# Your assignment:
Go through the records and write each one out again exactly.

** Opening Listed records block **

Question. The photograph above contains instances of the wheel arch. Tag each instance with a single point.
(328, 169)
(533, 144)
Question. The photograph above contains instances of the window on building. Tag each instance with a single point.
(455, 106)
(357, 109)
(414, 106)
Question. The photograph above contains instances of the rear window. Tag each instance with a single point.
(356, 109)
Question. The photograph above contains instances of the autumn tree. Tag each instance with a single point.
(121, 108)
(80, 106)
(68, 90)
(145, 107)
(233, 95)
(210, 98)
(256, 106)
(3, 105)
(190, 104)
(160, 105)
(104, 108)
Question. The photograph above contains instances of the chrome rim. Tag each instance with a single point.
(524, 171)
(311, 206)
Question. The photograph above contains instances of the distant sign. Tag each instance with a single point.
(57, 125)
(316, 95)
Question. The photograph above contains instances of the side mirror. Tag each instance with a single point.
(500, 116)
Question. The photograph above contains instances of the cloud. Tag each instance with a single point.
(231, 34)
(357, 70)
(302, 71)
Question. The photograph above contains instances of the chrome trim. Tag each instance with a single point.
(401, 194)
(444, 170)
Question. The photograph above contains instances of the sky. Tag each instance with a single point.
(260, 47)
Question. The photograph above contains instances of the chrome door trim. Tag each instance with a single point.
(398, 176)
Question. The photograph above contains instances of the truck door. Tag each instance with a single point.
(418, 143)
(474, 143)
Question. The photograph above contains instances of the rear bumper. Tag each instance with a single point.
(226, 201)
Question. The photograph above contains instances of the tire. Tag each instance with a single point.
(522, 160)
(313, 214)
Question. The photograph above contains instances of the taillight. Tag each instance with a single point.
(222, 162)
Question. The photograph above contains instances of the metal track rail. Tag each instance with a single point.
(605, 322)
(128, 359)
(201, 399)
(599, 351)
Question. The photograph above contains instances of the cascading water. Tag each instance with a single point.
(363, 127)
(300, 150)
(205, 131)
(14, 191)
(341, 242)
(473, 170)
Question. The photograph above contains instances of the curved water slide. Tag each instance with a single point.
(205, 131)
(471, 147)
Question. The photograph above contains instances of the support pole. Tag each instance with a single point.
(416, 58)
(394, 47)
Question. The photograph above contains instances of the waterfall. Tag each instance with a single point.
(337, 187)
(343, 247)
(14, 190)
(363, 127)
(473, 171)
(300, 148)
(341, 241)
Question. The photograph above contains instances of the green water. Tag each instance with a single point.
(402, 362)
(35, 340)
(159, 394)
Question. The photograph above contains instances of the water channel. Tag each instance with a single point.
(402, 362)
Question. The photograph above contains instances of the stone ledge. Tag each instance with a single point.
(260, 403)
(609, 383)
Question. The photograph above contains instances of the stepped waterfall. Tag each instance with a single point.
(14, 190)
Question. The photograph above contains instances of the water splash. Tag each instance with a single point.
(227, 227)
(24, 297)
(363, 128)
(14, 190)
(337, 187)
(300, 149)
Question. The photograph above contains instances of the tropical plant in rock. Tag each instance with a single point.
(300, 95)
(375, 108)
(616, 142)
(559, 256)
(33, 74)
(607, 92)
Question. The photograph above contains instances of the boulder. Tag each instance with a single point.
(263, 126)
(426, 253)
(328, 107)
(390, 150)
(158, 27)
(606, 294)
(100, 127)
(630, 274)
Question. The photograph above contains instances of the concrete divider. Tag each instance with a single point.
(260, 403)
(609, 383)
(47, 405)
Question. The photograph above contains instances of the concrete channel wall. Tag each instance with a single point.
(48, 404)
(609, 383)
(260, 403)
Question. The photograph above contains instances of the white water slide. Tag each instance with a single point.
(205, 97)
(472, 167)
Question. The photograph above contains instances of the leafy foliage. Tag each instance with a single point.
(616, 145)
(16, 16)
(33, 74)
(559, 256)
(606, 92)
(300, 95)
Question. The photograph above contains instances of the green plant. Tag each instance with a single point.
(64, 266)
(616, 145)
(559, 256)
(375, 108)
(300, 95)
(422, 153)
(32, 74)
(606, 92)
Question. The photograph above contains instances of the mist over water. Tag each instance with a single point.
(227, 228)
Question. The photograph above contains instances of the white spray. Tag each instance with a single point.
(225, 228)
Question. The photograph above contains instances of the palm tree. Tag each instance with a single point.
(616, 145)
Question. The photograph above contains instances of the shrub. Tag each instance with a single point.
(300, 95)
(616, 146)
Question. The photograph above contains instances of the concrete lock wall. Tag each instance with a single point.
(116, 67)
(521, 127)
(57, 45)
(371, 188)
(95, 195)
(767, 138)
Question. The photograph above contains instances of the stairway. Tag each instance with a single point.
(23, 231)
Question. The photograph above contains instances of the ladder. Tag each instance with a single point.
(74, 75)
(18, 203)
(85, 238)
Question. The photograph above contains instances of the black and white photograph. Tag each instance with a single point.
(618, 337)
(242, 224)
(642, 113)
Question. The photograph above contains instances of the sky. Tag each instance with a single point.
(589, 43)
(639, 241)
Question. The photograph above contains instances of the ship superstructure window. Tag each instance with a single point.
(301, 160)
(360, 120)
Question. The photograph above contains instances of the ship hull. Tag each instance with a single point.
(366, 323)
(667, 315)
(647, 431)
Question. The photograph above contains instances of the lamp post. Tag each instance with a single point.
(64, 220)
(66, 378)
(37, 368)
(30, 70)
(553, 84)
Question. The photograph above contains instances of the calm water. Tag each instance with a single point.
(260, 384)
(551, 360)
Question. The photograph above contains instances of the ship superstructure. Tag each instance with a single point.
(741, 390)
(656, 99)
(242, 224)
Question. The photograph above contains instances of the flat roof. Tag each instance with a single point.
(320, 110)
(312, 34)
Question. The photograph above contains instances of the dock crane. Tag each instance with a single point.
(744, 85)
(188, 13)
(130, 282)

** Closing Listed records block **

# The completed task:
Question. The photograph above contains instances of the wheel arch. Tag each instance with a single point.
(328, 169)
(533, 144)
Question. The photograph above contains instances of the window on building. Tag each instance with a single point.
(455, 106)
(357, 109)
(414, 106)
Question. The photograph above contains instances of the rear window. Tag each instance with a single point.
(356, 109)
Question. The photograph above contains instances of the autumn tree. Tag each instance with a single point.
(121, 108)
(80, 106)
(68, 90)
(145, 107)
(233, 95)
(210, 98)
(256, 106)
(3, 105)
(190, 104)
(160, 105)
(104, 108)
Question. The photograph above contains instances of the chrome rim. Tag each instance with a single point.
(524, 171)
(311, 206)
Question. The photograph above contains instances of the distant sign. Tag each instance with a single point.
(57, 125)
(316, 95)
Question. The photograph above contains instances of the side mirror. Tag each instance with a single point.
(500, 116)
Question. The photograph above contains instances of the cloud. Tag each instance with a single point.
(231, 34)
(357, 70)
(302, 71)
Question. The photograph above contains instances of the chrome trim. Tag each instance with a single point.
(401, 194)
(444, 170)
Question. The photograph above contains instances of the sky. Tag each instance with a single point.
(260, 47)
Question. The photograph above contains instances of the chrome door trim. Tag each instance with a single point.
(398, 176)
Question. The photograph above contains instances of the truck door. Tag each instance with a single point.
(418, 143)
(474, 143)
Question. The photograph above contains instances of the rear bumper. Tag each instance with a single point.
(226, 201)
Question. The photograph above contains instances of the tire. Tag each instance with a single point.
(522, 160)
(313, 214)
Question. The photograph above contains instances of the taillight. Tag each instance with a single point.
(222, 162)
Question. The photograph above contains instances of the metal track rail. Tag each instance with a single point.
(605, 322)
(128, 359)
(201, 399)
(599, 351)
Question. The photograph above contains instances of the cascading water. Tag each instance with a single point.
(363, 127)
(300, 150)
(205, 131)
(14, 191)
(341, 242)
(473, 170)
Question. The photograph above contains instances of the curved water slide. Tag each instance with a single point.
(205, 131)
(471, 147)
Question. The photograph above contains instances of the support pole. Tag each instance with a single point.
(416, 58)
(394, 47)
Question. The photograph above contains instances of the waterfall. Tag each instance with a single point.
(337, 187)
(343, 247)
(14, 190)
(363, 127)
(473, 171)
(300, 148)
(341, 241)
Question. The photograph above contains instances of the green water. Tag each instance with a single point.
(402, 362)
(35, 340)
(159, 394)
Question. The photograph above contains instances of the water channel. Tag each instance with a single point.
(402, 362)
Question. The photograph above contains instances of the stone ledge. Tag each instance with a single point.
(260, 403)
(609, 383)
Question. The photograph above contains instances of the stepped waterfall. Tag each instance with a single point.
(14, 190)
Question. The photograph above contains instances of the water splash. Tag each instance with a single point.
(227, 227)
(24, 297)
(363, 128)
(14, 190)
(337, 187)
(300, 149)
Question. The photograph above contains instances of the tropical plant in rock. Tag each instance with a single point.
(300, 95)
(375, 108)
(616, 142)
(559, 256)
(33, 74)
(607, 92)
Question. The photograph above contains instances of the boulder. Tag each instance with a single point.
(263, 126)
(426, 253)
(328, 107)
(390, 150)
(158, 27)
(606, 294)
(100, 127)
(630, 274)
Question. The photograph above contains instances of the concrete divider. Tag each instance with a single point.
(260, 403)
(609, 383)
(47, 405)
Question. The photograph above contains instances of the concrete channel wall. Tag each instance with a single point.
(48, 404)
(609, 383)
(260, 403)
Question. The photograph above contains instances of the white water slide. Tag each instance with a single point.
(205, 97)
(472, 167)
Question. The photograph above contains instances of the leafy foliage. Tag each instance with a single point.
(616, 145)
(16, 16)
(33, 74)
(559, 256)
(606, 92)
(300, 95)
Question. The photograph above contains instances of the green plant. Tag each instance with a single point.
(64, 266)
(616, 145)
(559, 256)
(375, 108)
(300, 95)
(422, 153)
(32, 74)
(606, 92)
Question. The photograph above contains instances of the mist over water. Tag each instance with a single point.
(227, 228)
Question. The photograph above contains instances of the white spray. Tag each instance with a single point.
(225, 228)
Question. The photograph above contains instances of the palm tree. Tag each instance with a single point.
(616, 145)
Question. The photograph above contains instances of the shrub. Tag each instance with a single point.
(300, 95)
(616, 146)
Question. The photograph above contains instances of the concrete lock wall. Tag each instance with a single point.
(116, 67)
(521, 127)
(57, 45)
(371, 188)
(95, 195)
(767, 138)
Question. The photograph above contains instances of the stairway. Tag each instance with a single point.
(23, 231)
Question. The photograph above contains instances of the ladder. Tag each instance with a single point.
(74, 75)
(18, 203)
(85, 238)
Question. The photograph above contains instances of the black and white photograph. Tag each instance with a single point.
(618, 337)
(242, 224)
(642, 113)
Question. The photograph above contains instances of the sky. Tag each instance with a single point.
(589, 43)
(639, 241)
Question. The photograph above contains instances of the ship superstructure window. Tag each instance with a single point.
(301, 160)
(360, 120)
Question. The photograph above contains instances of the ship hull. Tag each instance with a single point.
(366, 323)
(667, 315)
(647, 431)
Question. The photograph above contains instances of the lamp post. Tag each instance with a single point.
(64, 220)
(66, 378)
(37, 368)
(30, 70)
(553, 84)
Question. The photograph above contains instances of the calm water. Tag each instance with a single point.
(260, 384)
(551, 360)
Question. The photograph above contains instances of the ship superstructure. Tag each instance with a single point.
(741, 390)
(656, 99)
(242, 224)
Question. The photograph above contains instances of the flat roof. Tag each instance with a single point.
(320, 110)
(312, 34)
Question. The photograph above contains instances of the dock crane. Tag each instance with a single point.
(744, 85)
(188, 13)
(130, 282)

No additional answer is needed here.